**LISTED RECORDS:**

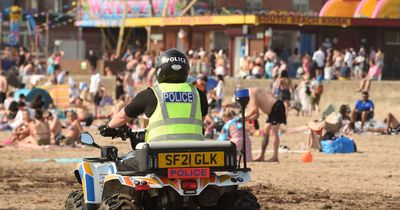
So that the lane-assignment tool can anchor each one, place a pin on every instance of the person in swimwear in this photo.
(261, 99)
(74, 128)
(39, 131)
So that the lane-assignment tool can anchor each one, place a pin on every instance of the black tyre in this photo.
(75, 201)
(119, 202)
(238, 200)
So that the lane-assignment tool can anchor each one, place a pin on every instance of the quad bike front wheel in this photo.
(238, 200)
(119, 202)
(75, 201)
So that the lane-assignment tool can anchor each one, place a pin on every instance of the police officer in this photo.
(175, 108)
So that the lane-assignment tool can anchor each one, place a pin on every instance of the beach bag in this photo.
(341, 144)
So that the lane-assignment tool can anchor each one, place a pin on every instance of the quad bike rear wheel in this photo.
(238, 200)
(75, 201)
(119, 202)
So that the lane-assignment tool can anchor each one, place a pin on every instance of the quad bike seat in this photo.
(157, 157)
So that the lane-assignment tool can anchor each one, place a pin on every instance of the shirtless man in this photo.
(39, 131)
(128, 85)
(83, 112)
(285, 88)
(73, 128)
(55, 127)
(3, 86)
(261, 99)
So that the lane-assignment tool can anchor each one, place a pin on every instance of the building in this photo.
(59, 16)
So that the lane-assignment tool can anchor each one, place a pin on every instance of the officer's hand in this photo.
(107, 131)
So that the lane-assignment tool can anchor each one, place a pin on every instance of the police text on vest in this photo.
(178, 97)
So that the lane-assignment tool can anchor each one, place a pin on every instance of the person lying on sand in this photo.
(392, 126)
(261, 99)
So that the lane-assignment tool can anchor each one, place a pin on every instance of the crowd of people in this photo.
(43, 124)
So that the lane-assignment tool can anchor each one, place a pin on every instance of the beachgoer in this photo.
(39, 131)
(363, 111)
(55, 127)
(233, 131)
(128, 85)
(74, 128)
(392, 126)
(83, 112)
(3, 87)
(261, 99)
(22, 131)
(365, 83)
(220, 91)
(285, 89)
(304, 92)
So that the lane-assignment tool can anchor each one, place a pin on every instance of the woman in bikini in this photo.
(39, 131)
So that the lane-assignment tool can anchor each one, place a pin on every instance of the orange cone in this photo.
(307, 157)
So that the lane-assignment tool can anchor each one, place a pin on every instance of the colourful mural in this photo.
(16, 15)
(113, 9)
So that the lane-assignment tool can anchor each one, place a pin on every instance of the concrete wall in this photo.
(384, 94)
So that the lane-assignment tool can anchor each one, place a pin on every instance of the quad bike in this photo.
(170, 176)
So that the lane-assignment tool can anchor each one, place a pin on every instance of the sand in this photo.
(369, 178)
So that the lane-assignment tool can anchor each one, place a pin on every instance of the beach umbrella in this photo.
(22, 91)
(38, 91)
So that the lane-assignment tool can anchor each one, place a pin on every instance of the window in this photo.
(301, 5)
(392, 38)
(57, 6)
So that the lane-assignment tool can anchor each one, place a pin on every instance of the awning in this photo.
(387, 9)
(365, 9)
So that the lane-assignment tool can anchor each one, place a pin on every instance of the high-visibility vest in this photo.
(178, 114)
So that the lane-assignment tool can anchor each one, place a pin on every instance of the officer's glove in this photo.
(106, 131)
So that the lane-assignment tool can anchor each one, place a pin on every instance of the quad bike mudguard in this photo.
(91, 176)
(152, 181)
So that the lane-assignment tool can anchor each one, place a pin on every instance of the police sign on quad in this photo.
(178, 97)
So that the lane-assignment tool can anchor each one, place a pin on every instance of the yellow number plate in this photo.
(190, 159)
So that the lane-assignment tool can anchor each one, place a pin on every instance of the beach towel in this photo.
(341, 144)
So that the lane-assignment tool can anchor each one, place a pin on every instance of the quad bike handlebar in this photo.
(124, 132)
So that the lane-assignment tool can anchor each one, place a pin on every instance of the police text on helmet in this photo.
(173, 59)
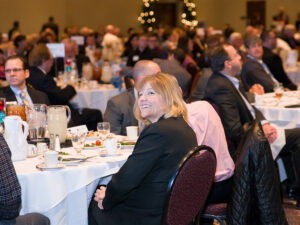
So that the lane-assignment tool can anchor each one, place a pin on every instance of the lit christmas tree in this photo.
(147, 16)
(148, 20)
(188, 16)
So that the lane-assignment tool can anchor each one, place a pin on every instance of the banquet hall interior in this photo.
(85, 92)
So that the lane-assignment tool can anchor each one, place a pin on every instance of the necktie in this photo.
(270, 74)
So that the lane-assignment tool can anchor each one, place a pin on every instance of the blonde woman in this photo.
(136, 194)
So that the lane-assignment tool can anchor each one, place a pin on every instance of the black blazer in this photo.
(254, 73)
(274, 63)
(46, 84)
(233, 111)
(136, 194)
(119, 112)
(36, 96)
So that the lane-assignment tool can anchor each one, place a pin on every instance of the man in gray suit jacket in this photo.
(16, 73)
(119, 110)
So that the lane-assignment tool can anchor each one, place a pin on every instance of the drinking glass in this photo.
(78, 141)
(103, 129)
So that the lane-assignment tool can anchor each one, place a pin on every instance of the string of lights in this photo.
(148, 20)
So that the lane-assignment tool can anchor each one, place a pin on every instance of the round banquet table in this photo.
(64, 194)
(278, 113)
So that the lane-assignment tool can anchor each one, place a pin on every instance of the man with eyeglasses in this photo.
(16, 73)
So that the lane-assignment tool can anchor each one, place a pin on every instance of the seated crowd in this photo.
(187, 90)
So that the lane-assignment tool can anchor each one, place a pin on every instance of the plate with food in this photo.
(94, 135)
(127, 144)
(93, 145)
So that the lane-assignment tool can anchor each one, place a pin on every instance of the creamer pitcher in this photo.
(58, 118)
(16, 137)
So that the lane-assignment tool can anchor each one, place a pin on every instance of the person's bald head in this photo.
(144, 68)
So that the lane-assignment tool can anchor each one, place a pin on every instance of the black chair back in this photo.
(190, 186)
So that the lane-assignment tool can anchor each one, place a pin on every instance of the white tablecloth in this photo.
(277, 113)
(95, 98)
(64, 195)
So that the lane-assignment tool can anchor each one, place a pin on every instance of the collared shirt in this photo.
(10, 189)
(236, 84)
(266, 69)
(18, 92)
(209, 131)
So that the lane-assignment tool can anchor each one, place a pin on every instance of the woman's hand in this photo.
(99, 196)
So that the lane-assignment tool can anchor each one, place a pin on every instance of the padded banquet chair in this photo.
(216, 212)
(190, 186)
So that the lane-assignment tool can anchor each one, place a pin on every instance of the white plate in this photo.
(92, 138)
(71, 162)
(43, 166)
(131, 139)
(93, 148)
(110, 154)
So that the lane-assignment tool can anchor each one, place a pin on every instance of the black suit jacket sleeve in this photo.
(254, 73)
(145, 155)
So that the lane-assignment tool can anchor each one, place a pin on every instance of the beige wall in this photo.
(123, 13)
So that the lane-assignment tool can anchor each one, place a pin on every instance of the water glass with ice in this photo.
(103, 129)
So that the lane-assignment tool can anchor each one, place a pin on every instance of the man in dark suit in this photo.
(273, 61)
(142, 52)
(16, 73)
(255, 71)
(235, 111)
(172, 66)
(40, 60)
(119, 110)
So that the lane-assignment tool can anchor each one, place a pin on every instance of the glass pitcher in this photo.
(37, 120)
(58, 118)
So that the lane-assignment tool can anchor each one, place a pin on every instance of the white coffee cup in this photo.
(132, 132)
(112, 145)
(258, 99)
(51, 158)
(41, 147)
(31, 150)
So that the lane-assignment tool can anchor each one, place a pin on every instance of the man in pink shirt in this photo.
(205, 122)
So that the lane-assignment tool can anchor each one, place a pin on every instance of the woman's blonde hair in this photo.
(167, 86)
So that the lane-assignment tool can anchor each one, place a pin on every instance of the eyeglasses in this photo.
(15, 70)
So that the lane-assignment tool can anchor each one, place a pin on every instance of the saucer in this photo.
(43, 166)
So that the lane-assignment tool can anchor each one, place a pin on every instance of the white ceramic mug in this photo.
(31, 150)
(51, 158)
(41, 147)
(132, 132)
(112, 145)
(258, 99)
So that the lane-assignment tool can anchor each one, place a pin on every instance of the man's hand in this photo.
(257, 89)
(99, 196)
(270, 132)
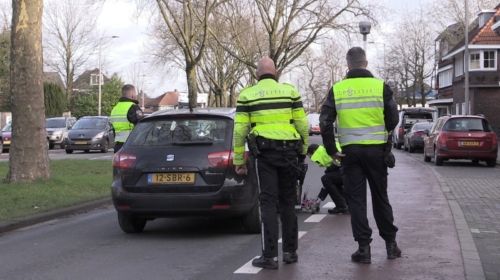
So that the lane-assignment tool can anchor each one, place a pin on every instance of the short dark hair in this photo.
(312, 148)
(356, 57)
(127, 90)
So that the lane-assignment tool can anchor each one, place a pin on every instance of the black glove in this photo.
(302, 159)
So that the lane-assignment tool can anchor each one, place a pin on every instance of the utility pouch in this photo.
(252, 145)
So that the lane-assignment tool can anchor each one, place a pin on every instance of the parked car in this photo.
(414, 138)
(91, 133)
(461, 137)
(58, 130)
(407, 117)
(171, 167)
(6, 136)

**EXERCISE GOAL:** From the line that contains "the eyeglasses in this photo." down to the last line of the entries above, copy every line exactly and leave out the pictures.

**RESPONSE AREA:**
So that the lane-assignment tool can anchor each one, place a pin on every instance of the eyeglasses in this photo.
(15, 70)
So that the lane-assignment tool can anchor each one, place a pin on every instance of the saucer in this photo.
(43, 166)
So that the lane-assignment tool can anchor each one, place a pin on every instance of the white ceramic mug in this photo.
(31, 150)
(51, 158)
(41, 147)
(132, 132)
(112, 145)
(258, 99)
So that the lane-assignment tool can anchor each one, place a pin on every instance of the man's hand in this photo.
(257, 89)
(99, 196)
(270, 132)
So that the lane-assignment tool can anchor each one, place a pin on every instance of the short dark hair in this photo.
(312, 148)
(356, 57)
(127, 90)
So that the lane-assignment tool can anchor each one, place a pin on every instance of the black glove in this photo.
(302, 159)
So that the lane-assignment tool can anchor each one, place a pin on every instance of the utility pouch in this photo.
(252, 145)
So that the lane-assignment tool can anchor each one, place a pin on every instance of the parked car in this photo.
(414, 138)
(91, 133)
(461, 137)
(58, 130)
(407, 117)
(171, 167)
(6, 136)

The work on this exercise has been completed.